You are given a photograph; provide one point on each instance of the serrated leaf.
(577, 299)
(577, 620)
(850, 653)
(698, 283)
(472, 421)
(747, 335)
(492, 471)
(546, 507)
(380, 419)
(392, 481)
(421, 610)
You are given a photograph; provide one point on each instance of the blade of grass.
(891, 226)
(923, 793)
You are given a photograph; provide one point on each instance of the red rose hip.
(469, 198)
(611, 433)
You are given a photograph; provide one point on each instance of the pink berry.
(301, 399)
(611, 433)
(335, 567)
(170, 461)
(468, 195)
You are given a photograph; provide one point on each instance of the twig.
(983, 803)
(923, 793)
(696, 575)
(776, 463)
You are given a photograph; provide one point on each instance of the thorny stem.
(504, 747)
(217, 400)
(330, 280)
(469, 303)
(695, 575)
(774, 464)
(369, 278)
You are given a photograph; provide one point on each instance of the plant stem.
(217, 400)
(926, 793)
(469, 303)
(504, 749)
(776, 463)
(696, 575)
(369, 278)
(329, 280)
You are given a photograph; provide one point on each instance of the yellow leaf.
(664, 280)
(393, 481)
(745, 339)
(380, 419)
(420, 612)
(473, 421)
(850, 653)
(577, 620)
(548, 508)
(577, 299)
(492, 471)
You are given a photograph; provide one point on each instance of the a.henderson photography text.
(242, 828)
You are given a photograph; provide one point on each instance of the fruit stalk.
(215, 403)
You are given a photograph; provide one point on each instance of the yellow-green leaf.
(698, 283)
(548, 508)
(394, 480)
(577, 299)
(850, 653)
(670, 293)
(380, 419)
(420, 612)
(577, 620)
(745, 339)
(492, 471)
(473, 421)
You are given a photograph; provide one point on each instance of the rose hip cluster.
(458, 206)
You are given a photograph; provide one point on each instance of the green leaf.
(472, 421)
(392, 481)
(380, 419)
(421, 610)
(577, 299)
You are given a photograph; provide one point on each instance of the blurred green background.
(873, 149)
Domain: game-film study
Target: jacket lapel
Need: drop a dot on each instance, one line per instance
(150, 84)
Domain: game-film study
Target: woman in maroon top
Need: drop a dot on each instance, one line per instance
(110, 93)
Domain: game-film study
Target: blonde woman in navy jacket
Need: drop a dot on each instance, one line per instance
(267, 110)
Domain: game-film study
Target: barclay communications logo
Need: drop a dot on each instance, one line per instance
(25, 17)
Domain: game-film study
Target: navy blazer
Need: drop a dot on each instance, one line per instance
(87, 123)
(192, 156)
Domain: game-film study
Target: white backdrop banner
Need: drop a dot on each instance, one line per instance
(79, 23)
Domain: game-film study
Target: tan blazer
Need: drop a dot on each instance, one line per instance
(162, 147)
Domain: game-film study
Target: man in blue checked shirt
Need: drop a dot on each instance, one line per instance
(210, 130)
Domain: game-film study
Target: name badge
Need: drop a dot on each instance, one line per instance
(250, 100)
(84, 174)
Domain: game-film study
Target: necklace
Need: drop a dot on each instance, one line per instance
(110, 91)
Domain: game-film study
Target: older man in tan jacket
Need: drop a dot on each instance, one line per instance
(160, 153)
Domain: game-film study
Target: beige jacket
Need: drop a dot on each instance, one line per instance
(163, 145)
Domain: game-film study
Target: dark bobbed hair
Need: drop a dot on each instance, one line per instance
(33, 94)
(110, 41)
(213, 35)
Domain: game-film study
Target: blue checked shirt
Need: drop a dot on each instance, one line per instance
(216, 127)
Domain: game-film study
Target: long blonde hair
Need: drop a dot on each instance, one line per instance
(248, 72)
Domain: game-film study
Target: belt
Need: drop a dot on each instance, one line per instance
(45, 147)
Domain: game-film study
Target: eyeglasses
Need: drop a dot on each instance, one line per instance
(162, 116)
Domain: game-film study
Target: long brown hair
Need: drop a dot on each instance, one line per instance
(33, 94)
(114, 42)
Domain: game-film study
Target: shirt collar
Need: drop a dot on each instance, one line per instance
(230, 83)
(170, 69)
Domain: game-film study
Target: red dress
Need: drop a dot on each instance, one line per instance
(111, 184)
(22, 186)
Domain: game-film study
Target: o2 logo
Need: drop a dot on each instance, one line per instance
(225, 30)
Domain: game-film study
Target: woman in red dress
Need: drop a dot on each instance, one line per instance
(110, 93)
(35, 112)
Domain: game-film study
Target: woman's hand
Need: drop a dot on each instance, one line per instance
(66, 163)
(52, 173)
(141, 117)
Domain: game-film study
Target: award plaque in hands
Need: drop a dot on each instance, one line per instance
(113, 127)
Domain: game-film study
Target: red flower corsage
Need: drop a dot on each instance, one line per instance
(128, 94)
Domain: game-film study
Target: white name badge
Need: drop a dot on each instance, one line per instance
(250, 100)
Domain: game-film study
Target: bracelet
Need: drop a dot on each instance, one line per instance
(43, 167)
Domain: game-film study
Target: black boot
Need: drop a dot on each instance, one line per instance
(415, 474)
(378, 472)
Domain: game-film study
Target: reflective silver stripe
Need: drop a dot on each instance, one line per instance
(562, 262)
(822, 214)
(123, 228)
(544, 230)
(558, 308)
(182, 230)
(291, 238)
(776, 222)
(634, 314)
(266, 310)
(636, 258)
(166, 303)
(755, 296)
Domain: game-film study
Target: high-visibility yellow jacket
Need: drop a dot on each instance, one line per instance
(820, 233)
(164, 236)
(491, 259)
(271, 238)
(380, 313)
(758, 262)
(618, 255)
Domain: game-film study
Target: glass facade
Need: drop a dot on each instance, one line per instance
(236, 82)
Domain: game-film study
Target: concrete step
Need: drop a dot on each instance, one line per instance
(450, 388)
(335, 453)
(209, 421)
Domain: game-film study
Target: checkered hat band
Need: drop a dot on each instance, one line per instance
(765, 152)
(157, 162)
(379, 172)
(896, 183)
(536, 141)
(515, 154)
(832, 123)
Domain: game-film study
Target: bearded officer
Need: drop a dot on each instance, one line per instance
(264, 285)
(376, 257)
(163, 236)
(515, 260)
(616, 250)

● What you are asked to do
From the line containing "Target: black boot" down to the final line of the records above, copy everything exactly and include nothing else.

● Solved exercise
Target: black boot
Need: drop a dot on each instance, one line per instance
(415, 474)
(378, 472)
Domain: game-film study
Target: reflective silver stripe
Need: drop a dot on each instance, one line per instance
(562, 262)
(822, 214)
(123, 228)
(544, 230)
(558, 308)
(182, 230)
(291, 238)
(776, 222)
(634, 314)
(266, 310)
(636, 258)
(166, 303)
(755, 296)
Domain: game-film study
Target: high-visibility yellow jacket
Need: drop a dot on each instance, one line per instance
(820, 233)
(164, 236)
(491, 259)
(271, 238)
(380, 313)
(758, 262)
(618, 255)
Domain: game-film study
Target: glass facade
Need: drop a dot on each instance, one line per instance
(236, 82)
Domain: game-film study
Target: concrete step
Need: drop a dot on each instance, one line per instance
(450, 388)
(335, 453)
(209, 421)
Domain: game-film study
Target: checkered hat band
Need: drop a dot on each instance, one line per instance
(765, 152)
(157, 162)
(379, 172)
(896, 183)
(536, 141)
(515, 154)
(832, 123)
Domain: game-film study
Target: bearded officer
Need: drop a dot on each instance, one line per instance
(264, 285)
(376, 257)
(163, 236)
(515, 260)
(616, 250)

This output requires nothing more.